Yes! I've been dreaming of such a light for years!!!


----------



## KDOG3 (Apr 6, 2008)

*Re: Surefire A2 Aviator meets Seoul SSC P4*

Wow. I'd buy one of those in a heartbeat. What are the runtime/current draw specs on that thing?


----------



## Crenshaw (Apr 6, 2008)

thats one heck of a high low...maybe you can PM milky for advice, he does the tailcap thing right?

Crenshaw


----------



## greenpea76 (Apr 6, 2008)

Crenshaw said:


> thats one heck of a high low...maybe you can PM milky for advice, he does the tailcap thing right?
> 
> Crenshaw


That is correct. Maybe if I'm lucky he'll chime in here. If not, I'll have to PM him. I can disassemble the tailcap from the tailcap body on only one of my lights with the L series 2 stage tailcap. 
I'm not sure if the switch buttons are glued on all of them. I have the most trouble popping that off with fear of scratching the HA using a pair of pliers prying up. There must be an easier way.


----------



## carrot (Apr 6, 2008)

This is blasphemy. But still pretty cool.


----------



## greenpea76 (Apr 7, 2008)

Final pics of outdoor beamshots


----------



## depusm12 (Apr 7, 2008)

WOW. Now if only SF would offer this as a stock light.


----------



## socom1970 (Jun 3, 2008)

I love my A2's and their incan goodness, but I would love to have just one of them with an SSC or other BRIGHT LED's. Excellent job and congrats on going where no one has gone before.


----------



## greenpea76 (Jun 4, 2008)

Thanks!
I didn't realize some of the links weren't working. All restored.


----------



## paulr (Jun 4, 2008)

I didn't see this before. Congrats for the daring mod, but you could just buy a Lunasol...


----------



## SilverFox (Jun 4, 2008)

Hello Greenpea,

I missed this thread earlier and miss your request to move it over to the modified section.

I will take care of that now.

Nice job.

Tom


----------



## greenpea76 (Jun 5, 2008)

paulr said:


> I didn't see this before. Congrats for the daring mod, but you could just buy a Lunasol...


 
Aren't those one of the really expensive lights? I don't have that kind of money, though they look so nice.

→ TASKS FOR THIS EXERCISE
[1] Copy word for word the part of the Surefire A2 forum thread that starts at "## KDOG3 (Apr" and ends at "Crenshaw (Apr 6, 2008)".
[2] Pick up the Surefire A2 forum thread after its last post and write what comes next.

→ RECORDS SHOWN

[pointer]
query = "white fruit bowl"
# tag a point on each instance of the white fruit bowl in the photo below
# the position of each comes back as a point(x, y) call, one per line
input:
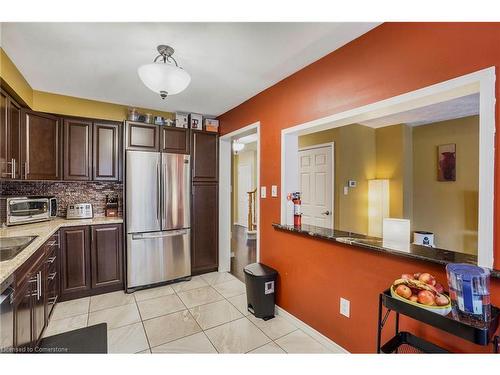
point(441, 310)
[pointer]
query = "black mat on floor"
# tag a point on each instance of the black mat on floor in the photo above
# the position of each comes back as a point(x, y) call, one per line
point(93, 339)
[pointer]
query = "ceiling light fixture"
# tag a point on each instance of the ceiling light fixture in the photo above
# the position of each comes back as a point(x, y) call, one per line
point(164, 76)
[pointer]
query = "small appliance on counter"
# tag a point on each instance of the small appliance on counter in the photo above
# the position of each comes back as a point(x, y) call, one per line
point(111, 209)
point(79, 211)
point(423, 238)
point(28, 209)
point(469, 291)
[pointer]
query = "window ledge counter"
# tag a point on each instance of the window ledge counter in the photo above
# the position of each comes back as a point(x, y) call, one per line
point(424, 253)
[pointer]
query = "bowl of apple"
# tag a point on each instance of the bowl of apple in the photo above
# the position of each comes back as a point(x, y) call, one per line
point(422, 290)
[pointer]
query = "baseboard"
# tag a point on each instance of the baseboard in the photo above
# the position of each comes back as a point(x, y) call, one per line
point(322, 339)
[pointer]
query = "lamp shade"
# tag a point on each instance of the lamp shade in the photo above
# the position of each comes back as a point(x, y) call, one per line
point(160, 77)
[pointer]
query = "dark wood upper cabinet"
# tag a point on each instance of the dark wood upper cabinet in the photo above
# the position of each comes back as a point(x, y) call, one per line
point(75, 262)
point(10, 137)
point(174, 140)
point(107, 151)
point(142, 137)
point(41, 150)
point(77, 158)
point(204, 247)
point(107, 262)
point(205, 155)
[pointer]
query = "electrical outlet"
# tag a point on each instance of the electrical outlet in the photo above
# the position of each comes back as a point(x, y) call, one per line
point(345, 307)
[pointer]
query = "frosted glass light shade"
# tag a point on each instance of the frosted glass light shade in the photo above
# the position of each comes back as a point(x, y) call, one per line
point(396, 234)
point(164, 77)
point(378, 205)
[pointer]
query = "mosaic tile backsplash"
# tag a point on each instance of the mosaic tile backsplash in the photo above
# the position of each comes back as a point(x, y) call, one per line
point(68, 192)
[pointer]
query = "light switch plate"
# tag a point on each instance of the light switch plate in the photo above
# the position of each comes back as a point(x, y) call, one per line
point(345, 307)
point(274, 191)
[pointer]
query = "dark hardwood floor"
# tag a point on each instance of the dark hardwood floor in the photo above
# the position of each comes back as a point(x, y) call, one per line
point(244, 251)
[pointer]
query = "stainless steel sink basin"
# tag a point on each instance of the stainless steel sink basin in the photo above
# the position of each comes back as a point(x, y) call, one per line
point(11, 246)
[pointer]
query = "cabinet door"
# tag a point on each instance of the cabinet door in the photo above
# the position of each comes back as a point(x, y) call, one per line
point(14, 138)
point(107, 255)
point(75, 262)
point(174, 140)
point(204, 228)
point(41, 152)
point(107, 152)
point(142, 137)
point(23, 315)
point(77, 158)
point(205, 156)
point(4, 166)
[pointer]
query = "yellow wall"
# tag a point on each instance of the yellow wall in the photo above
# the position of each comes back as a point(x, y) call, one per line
point(449, 209)
point(62, 104)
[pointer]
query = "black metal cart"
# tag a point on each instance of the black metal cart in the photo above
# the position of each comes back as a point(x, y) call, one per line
point(405, 342)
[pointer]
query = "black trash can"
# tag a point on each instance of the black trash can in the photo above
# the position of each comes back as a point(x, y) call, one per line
point(260, 281)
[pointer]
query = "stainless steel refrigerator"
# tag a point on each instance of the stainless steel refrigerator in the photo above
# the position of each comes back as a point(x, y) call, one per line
point(158, 196)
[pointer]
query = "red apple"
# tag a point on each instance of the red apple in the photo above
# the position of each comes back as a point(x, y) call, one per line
point(403, 291)
point(439, 288)
point(425, 297)
point(427, 278)
point(441, 300)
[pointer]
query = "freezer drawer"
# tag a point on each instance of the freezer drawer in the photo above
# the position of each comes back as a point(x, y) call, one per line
point(157, 257)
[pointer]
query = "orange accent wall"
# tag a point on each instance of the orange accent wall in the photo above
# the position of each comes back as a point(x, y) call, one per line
point(392, 59)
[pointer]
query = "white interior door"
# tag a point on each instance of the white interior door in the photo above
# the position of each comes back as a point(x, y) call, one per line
point(244, 186)
point(316, 185)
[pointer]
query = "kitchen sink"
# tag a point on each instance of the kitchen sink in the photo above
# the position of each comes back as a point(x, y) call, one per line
point(11, 246)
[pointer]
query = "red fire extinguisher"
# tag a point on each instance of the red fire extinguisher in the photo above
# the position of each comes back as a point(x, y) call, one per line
point(297, 215)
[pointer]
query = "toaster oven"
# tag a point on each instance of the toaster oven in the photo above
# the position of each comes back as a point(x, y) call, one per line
point(30, 209)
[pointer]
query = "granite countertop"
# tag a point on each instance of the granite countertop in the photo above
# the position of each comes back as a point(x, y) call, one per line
point(424, 253)
point(43, 230)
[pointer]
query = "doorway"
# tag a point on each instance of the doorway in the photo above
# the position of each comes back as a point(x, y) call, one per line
point(316, 173)
point(239, 178)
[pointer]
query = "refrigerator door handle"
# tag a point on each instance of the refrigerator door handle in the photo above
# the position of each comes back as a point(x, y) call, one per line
point(171, 233)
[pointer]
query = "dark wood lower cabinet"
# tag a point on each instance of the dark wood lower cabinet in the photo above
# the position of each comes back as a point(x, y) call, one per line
point(204, 228)
point(107, 254)
point(75, 262)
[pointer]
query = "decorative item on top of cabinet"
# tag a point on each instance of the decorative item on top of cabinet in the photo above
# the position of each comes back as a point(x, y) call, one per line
point(204, 228)
point(174, 140)
point(41, 146)
point(10, 137)
point(107, 155)
point(106, 255)
point(205, 156)
point(77, 156)
point(142, 137)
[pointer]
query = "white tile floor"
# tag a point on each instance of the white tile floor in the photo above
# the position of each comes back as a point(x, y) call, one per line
point(204, 315)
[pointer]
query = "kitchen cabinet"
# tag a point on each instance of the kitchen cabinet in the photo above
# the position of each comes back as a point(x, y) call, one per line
point(142, 137)
point(107, 155)
point(204, 228)
point(205, 155)
point(174, 140)
point(91, 260)
point(77, 156)
point(41, 146)
point(32, 294)
point(107, 256)
point(10, 137)
point(75, 262)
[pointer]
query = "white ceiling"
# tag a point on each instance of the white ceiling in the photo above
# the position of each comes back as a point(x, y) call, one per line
point(457, 108)
point(228, 62)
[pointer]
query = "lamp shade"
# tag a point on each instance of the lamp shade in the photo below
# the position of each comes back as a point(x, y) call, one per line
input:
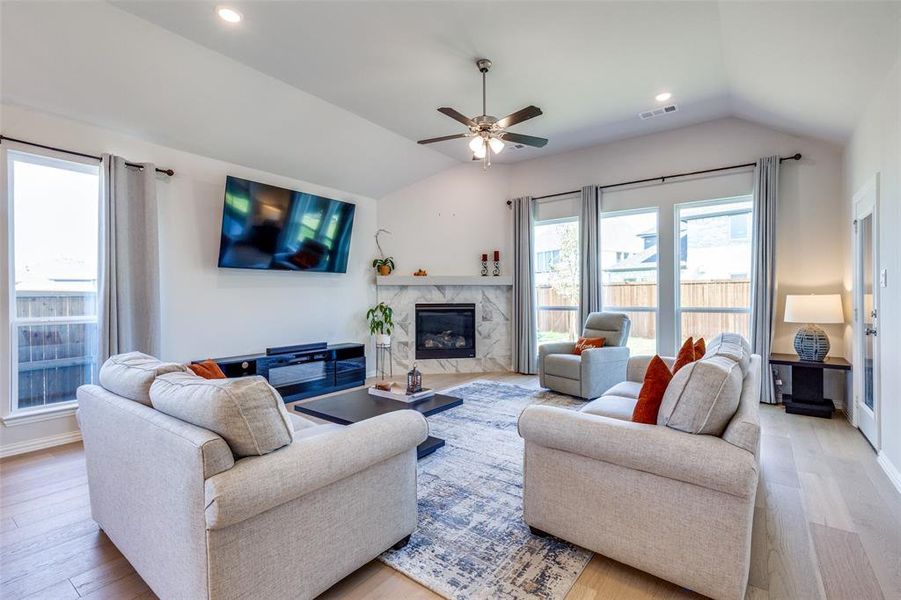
point(814, 308)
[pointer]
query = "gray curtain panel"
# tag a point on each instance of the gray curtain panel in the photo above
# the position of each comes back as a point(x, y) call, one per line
point(590, 253)
point(525, 337)
point(763, 267)
point(129, 290)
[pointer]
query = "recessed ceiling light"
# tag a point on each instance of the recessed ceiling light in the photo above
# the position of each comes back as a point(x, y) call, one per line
point(229, 15)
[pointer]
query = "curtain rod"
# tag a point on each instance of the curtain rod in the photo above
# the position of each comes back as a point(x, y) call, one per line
point(168, 172)
point(662, 178)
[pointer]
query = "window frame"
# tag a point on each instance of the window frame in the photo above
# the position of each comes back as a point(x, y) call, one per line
point(552, 308)
point(12, 414)
point(656, 308)
point(678, 309)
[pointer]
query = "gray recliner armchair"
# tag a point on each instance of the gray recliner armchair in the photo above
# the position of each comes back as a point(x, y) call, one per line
point(594, 371)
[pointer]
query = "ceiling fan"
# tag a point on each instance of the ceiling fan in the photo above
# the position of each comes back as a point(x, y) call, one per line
point(489, 133)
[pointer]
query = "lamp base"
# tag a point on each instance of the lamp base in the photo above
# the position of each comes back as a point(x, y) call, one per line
point(811, 343)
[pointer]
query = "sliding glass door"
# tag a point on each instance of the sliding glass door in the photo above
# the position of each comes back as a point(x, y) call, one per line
point(557, 279)
point(629, 265)
point(713, 284)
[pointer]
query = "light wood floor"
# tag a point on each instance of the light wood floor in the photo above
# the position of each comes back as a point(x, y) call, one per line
point(827, 525)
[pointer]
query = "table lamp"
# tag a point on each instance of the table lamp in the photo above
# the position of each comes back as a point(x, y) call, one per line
point(811, 342)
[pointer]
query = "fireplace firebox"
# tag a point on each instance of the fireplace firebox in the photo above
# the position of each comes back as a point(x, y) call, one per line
point(445, 331)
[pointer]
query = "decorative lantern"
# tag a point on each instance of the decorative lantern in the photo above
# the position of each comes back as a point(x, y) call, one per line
point(414, 381)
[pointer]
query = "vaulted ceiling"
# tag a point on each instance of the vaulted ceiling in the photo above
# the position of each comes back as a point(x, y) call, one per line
point(805, 67)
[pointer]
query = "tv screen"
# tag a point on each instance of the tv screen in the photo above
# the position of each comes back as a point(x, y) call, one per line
point(268, 227)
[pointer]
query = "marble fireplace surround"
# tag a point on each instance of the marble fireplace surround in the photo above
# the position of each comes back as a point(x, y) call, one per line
point(493, 299)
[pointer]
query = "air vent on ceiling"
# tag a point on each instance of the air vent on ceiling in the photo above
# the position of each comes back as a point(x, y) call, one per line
point(663, 110)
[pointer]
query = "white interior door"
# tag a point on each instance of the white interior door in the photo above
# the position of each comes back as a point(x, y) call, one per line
point(866, 312)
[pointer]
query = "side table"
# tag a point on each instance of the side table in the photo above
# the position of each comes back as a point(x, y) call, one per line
point(807, 384)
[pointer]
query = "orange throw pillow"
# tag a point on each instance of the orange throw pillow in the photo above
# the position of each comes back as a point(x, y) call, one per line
point(208, 369)
point(685, 356)
point(700, 349)
point(588, 343)
point(656, 379)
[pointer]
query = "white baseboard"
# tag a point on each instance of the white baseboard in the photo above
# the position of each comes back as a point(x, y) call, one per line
point(40, 443)
point(891, 470)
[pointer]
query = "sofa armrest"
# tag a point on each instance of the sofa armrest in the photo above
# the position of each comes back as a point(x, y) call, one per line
point(702, 460)
point(551, 348)
point(638, 366)
point(556, 348)
point(260, 483)
point(602, 368)
point(605, 354)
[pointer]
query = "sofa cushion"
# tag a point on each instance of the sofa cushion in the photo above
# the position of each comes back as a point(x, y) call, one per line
point(130, 375)
point(247, 412)
point(615, 407)
point(563, 365)
point(614, 327)
point(744, 428)
point(626, 389)
point(732, 346)
point(685, 356)
point(702, 397)
point(700, 348)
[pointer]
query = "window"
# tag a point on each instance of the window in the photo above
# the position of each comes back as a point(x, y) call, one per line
point(54, 206)
point(629, 273)
point(557, 279)
point(713, 278)
point(740, 226)
point(546, 260)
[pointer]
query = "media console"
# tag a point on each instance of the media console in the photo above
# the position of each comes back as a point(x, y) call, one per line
point(299, 372)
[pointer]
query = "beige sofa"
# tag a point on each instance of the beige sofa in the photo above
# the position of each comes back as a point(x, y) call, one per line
point(197, 523)
point(674, 504)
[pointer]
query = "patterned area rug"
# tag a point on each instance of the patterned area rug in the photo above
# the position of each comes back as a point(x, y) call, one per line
point(471, 542)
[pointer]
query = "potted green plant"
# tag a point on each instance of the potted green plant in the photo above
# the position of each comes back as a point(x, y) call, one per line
point(383, 265)
point(380, 323)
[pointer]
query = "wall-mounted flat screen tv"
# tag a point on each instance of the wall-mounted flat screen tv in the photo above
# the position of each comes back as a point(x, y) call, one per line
point(268, 227)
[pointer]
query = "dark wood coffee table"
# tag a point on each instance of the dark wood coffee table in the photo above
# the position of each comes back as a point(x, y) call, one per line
point(358, 405)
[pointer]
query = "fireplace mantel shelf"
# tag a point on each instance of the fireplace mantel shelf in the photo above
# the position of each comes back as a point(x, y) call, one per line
point(473, 280)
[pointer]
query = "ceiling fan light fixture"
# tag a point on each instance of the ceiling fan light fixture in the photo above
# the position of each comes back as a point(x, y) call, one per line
point(229, 15)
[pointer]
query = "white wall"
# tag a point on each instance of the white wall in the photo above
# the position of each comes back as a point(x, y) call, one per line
point(463, 208)
point(207, 311)
point(876, 148)
point(812, 230)
point(444, 223)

→ RESPONSES IN ORDER
[1]
## KDOG3 (Apr 6, 2008)

*Re: Surefire A2 Aviator meets Seoul SSC P4*

Wow. I'd buy one of those in a heartbeat. What are the runtime/current draw specs on that thing?


----------



## Crenshaw (Apr 6, 2008)

[2]
Silverfox, thanks for moving my post!


----------



## KDOG3 (Jun 5, 2008)

Any updates on this? Its very interesting.


----------



## Sgt. LED (Jun 9, 2008)

Sweet! 
We need a rebel 100 tower that we can just drop in. I could not bore my A2 head.

I just swapped out driver pills between an early round body and an old 4 flats so my strion kit would work better in the 4 flats. Easier that I thought it was going to be actually. For some reason the round body A2 drove the strion kit to a bright white light but the 4 flats driver made it a bit yellow still. I guess that means the round body driver was upgraded to put out more power? Anyway now on to the next hack mod.


----------



## frosty (Jun 9, 2008)

Nice job. Very brave of you.


----------



## LiteFan (Jun 9, 2008)

The A2 is no longer a Led virgin, you should be ashamed of yourself :devil:and congrads on being the first:thumbsup:....very cool.


----------



## Cheesy (Jun 13, 2008)

greenpea76 said:


> *Camera settings were at F2.8 setting. I've never done these type of beamshots before so I'm not sure if they were done correctly, but its just to prove that the mod works.*


 
If you took them in aperture priority at f2.8 the shutter speed will have changed to expose each shot roughly the same, you need to use full manual to lock the aperture and shutter speed. This may be why the high and low look the same.


Kev.


----------



## type-x (Nov 3, 2008)

Great stuff there, now if only I have the guts to bore out the a2 head :mecry:


----------



## vtec (Oct 6, 2009)

How do you do this mod? Is there a step by step with pictures? Where do you get the parts? What tools and materials do you need?


----------



## Wattnot (Oct 6, 2009)

Wow. You resurrected a nearly year old post. I wonder how this mod compares with the now released, all new, all LED A2L !!


----------



## [email protected] (Oct 7, 2009)

Wattnot said:


> I wonder how this mod compares with the now released, all new, all LED A2L !!




I wonder about that myself


----------



## greenpea76 (Oct 7, 2009)

Maybe I can borrow someone's A2L to compare? Or I can send mine out to somebody with reputable reviews for comparison?



vtec said:


> How do you do this mod? Is there a step by step with pictures? Where do you get the parts? What tools and materials do you need?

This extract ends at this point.